## Requirements
[A] Write out the passage of the email client description between "Development note: still" and "macro could work...", inclusive.
[B] List every piece of server information that the email client description says the configuration file will provide.

This project is a simple email client, intended to be run 24/7 that:
- watches for incoming mail
- sends text of messages to user-defined programs or scripts
- optionally receives handling instructions back from those programs to move, delete, or tag messages
- advanced filtering beyond what your mail provider offers
- the reason I built this tool is so that I can filter my emails based on arbitrary regex. Gmail supports custom filters, but these are limited to using Gmail's search syntax, which isn't very sophisticated.
- backups
- you could even have a script to automatically print a hardcopy of every email, just for fun
- data collection
- custom notifications
Configuration will be through a TOML file. This file will provide server information (hostname, username, password) as well as a list of each program to feed emails to. Any option in the TOML file can be supplied on the command line instead.
Development note: still trying to figure out how to do that without copy and pasting things. I wanna do it right, goddammit. I'm thinking a custom macro could work...

## Dataset extract
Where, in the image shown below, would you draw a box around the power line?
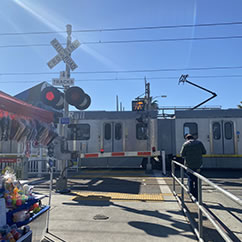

## Worked solutions
[A]
Development note: still trying to figure out how to do that without copy and pasting things. I wanna do it right, goddammit. I'm thinking a custom macro could work...

[B] hostname, username, password